++++ Supplied data

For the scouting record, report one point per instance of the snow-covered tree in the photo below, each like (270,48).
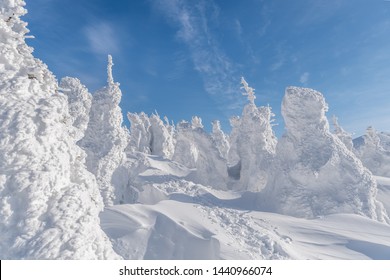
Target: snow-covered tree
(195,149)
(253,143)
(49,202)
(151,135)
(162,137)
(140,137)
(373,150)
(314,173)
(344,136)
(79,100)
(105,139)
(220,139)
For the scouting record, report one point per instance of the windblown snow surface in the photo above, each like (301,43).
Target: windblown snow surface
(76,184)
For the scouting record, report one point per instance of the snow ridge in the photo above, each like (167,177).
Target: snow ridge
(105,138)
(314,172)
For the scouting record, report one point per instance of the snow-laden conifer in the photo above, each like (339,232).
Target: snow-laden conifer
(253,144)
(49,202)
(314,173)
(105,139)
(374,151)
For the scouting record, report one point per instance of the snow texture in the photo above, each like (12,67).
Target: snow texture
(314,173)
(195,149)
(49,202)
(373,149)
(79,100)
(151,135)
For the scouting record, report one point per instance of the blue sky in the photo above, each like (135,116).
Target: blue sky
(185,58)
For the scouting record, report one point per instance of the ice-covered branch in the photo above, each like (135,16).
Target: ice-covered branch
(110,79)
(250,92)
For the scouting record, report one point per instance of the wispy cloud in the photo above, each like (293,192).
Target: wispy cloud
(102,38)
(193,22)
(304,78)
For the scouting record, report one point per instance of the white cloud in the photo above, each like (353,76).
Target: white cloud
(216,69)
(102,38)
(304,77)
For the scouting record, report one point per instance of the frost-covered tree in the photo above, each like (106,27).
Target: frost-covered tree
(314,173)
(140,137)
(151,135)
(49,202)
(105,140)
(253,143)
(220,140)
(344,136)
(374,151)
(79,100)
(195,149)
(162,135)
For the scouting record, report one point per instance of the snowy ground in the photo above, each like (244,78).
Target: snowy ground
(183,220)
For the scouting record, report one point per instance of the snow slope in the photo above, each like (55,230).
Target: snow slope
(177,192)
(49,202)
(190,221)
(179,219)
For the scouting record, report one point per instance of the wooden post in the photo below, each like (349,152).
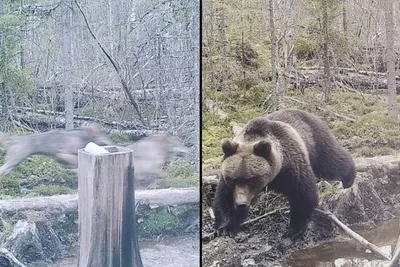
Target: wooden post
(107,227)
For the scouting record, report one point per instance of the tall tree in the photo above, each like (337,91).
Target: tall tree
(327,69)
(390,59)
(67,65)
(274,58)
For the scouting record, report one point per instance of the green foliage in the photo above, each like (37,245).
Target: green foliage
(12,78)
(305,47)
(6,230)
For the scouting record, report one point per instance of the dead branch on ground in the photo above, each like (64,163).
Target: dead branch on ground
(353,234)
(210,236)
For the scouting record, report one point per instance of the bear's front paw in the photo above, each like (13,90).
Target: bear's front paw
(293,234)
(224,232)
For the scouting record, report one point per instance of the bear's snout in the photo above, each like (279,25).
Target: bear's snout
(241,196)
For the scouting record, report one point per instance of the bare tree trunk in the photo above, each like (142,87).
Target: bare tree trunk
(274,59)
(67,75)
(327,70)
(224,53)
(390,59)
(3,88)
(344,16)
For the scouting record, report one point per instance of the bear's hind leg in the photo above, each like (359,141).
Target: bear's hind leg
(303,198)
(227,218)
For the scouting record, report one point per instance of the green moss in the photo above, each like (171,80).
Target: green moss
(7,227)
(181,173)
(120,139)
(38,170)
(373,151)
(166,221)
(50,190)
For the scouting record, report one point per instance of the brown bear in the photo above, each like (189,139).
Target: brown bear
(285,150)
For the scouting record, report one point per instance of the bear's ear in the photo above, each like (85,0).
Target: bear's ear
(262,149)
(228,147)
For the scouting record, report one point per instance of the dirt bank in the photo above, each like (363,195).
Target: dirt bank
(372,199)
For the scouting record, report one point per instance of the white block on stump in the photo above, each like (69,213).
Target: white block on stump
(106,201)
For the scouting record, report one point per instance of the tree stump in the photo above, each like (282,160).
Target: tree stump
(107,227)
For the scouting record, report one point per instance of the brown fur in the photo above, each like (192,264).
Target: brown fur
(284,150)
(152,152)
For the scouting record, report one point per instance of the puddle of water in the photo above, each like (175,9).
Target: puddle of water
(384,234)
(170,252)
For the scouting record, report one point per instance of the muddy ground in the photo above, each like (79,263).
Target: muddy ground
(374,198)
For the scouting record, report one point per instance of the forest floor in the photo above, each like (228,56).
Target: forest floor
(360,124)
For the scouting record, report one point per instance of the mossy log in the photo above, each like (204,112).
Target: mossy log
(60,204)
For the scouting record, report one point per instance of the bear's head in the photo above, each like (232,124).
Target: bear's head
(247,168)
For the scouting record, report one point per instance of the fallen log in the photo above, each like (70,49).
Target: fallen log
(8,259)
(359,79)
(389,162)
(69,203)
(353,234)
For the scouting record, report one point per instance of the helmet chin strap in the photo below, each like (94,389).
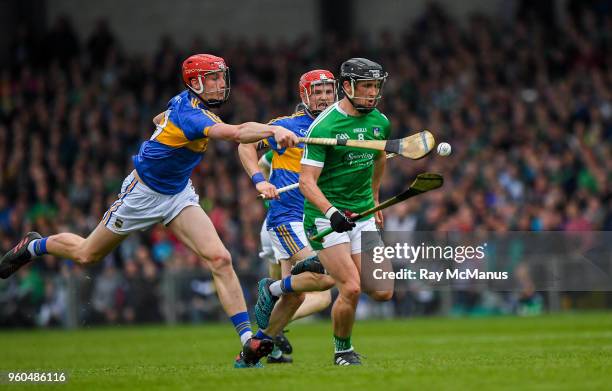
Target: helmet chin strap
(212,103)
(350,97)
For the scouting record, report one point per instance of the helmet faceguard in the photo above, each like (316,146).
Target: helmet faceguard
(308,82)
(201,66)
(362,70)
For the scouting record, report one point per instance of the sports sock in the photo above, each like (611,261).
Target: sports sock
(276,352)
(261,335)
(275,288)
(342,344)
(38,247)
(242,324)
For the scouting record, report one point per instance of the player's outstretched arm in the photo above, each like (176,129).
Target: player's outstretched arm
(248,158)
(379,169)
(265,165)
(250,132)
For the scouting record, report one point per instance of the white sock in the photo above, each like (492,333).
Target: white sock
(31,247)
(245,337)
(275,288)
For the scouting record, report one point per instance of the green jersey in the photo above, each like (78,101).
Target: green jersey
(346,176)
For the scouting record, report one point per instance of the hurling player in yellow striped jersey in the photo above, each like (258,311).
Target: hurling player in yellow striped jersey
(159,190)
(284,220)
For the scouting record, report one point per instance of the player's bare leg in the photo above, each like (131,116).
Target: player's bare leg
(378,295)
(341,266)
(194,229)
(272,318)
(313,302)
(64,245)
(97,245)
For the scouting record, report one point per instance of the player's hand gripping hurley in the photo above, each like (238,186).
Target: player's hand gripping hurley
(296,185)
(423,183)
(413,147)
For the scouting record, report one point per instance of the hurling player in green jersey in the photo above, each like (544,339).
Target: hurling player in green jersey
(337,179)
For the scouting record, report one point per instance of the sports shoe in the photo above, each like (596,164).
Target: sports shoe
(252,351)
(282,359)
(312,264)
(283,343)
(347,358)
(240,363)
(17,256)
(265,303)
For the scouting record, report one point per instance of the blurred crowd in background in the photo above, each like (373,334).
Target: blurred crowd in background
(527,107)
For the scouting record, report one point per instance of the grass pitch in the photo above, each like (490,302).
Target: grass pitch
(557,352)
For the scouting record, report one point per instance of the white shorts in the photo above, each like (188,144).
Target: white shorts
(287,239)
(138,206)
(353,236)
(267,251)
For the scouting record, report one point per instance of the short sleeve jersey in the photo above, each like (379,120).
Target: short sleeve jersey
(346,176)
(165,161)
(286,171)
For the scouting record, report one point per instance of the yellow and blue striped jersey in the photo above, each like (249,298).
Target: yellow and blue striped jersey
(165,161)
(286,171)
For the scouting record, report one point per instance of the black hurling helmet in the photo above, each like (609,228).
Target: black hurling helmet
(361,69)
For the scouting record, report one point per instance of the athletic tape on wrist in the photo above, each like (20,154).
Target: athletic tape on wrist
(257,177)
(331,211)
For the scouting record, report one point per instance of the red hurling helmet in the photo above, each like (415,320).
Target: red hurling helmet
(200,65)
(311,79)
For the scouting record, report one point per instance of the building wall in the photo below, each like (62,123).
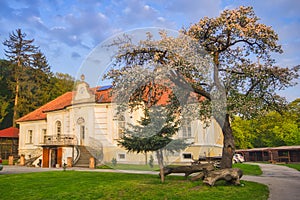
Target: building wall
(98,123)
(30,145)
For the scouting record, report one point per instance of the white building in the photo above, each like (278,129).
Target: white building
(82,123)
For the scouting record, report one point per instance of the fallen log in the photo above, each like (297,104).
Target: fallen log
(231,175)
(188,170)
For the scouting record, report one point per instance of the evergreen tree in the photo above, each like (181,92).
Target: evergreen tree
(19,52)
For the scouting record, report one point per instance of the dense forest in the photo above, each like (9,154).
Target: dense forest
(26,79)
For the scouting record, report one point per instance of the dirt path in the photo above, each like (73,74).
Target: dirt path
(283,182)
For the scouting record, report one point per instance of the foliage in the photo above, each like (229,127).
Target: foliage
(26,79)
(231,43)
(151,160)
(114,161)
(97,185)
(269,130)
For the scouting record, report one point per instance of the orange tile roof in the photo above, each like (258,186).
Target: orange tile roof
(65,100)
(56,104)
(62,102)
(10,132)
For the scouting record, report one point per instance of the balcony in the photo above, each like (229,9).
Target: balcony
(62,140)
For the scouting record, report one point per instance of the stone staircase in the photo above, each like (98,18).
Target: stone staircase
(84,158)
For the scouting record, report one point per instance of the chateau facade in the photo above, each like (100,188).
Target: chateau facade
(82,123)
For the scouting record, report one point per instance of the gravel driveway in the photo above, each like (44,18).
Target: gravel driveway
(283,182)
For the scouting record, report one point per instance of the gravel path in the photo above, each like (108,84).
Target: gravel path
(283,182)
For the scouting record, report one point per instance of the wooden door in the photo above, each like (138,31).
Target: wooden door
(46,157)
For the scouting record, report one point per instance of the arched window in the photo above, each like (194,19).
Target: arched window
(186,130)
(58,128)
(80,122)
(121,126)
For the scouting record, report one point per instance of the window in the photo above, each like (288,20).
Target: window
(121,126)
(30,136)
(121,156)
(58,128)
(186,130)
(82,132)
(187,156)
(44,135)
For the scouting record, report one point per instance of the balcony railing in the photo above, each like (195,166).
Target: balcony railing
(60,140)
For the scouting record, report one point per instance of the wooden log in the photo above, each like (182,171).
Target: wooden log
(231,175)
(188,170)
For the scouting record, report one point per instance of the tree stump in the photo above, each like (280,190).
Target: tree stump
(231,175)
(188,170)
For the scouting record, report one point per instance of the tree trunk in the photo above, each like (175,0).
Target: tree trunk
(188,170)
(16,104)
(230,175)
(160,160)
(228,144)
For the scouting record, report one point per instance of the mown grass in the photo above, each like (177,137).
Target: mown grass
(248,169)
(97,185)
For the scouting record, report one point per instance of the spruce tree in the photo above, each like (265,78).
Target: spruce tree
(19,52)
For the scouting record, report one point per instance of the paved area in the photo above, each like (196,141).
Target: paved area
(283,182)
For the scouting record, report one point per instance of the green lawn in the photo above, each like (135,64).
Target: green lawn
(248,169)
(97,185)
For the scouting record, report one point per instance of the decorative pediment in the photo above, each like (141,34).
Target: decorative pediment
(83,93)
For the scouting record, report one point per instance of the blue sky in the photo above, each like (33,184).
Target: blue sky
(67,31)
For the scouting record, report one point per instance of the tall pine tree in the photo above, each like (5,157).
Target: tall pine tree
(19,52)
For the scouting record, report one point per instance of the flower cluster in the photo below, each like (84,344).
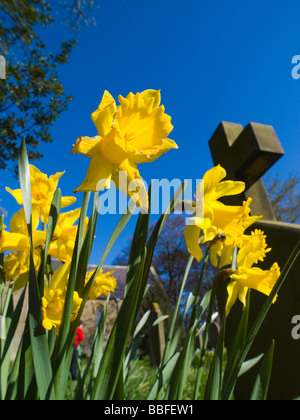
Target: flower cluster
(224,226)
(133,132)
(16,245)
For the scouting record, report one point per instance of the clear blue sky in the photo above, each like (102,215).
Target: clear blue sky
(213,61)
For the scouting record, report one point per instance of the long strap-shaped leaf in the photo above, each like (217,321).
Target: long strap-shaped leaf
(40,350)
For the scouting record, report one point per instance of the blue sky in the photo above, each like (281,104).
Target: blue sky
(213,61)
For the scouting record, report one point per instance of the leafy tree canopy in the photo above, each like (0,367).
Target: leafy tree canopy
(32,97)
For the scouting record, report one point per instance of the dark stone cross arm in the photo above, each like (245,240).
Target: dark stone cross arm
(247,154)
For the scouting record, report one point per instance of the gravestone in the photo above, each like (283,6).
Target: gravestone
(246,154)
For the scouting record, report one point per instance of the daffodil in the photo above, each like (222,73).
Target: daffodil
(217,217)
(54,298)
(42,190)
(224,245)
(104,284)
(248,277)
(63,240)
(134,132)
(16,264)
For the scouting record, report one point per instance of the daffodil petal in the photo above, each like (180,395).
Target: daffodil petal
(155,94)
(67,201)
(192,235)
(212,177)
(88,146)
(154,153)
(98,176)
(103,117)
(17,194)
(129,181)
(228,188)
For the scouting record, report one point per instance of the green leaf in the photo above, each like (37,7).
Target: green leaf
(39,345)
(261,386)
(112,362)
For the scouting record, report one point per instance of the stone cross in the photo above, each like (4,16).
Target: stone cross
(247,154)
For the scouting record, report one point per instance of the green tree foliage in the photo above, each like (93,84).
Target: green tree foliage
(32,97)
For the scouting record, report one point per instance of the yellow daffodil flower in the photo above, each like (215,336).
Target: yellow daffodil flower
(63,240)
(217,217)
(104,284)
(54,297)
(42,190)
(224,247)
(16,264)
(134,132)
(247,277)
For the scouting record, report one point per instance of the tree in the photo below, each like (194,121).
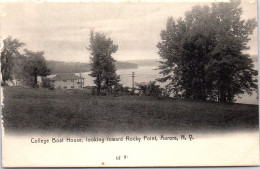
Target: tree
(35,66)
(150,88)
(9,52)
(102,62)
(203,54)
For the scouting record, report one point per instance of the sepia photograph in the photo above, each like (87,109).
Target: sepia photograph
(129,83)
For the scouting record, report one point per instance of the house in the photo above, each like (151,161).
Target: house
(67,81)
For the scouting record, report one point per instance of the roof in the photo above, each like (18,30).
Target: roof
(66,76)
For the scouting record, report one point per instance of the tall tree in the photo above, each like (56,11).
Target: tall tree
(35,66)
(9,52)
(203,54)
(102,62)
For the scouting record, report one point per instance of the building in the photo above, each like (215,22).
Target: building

++++++++

◆ What is needed: In the listing above, find the line containing "each like (87,109)." and please quote exactly that line through the last one, and no other lines.

◆ Full solution:
For the scouting record, report one point per instance of the sepia photograph in the photo above, each like (87,109).
Target: sepia photograph
(129,83)
For the scouting record, report one point per instance of the house in the photo above, each like (151,161).
Target: house
(67,81)
For the scouting record, report one point per instance of the roof in the photo above, each like (18,30).
Target: roof
(66,76)
For the scouting record, report one point per instance of the tall tree in the photo above, each like (56,11).
Target: tall tree
(35,66)
(9,52)
(203,54)
(102,62)
For the scouting record, report one point per instance of the building in the photo above, each like (215,22).
Target: building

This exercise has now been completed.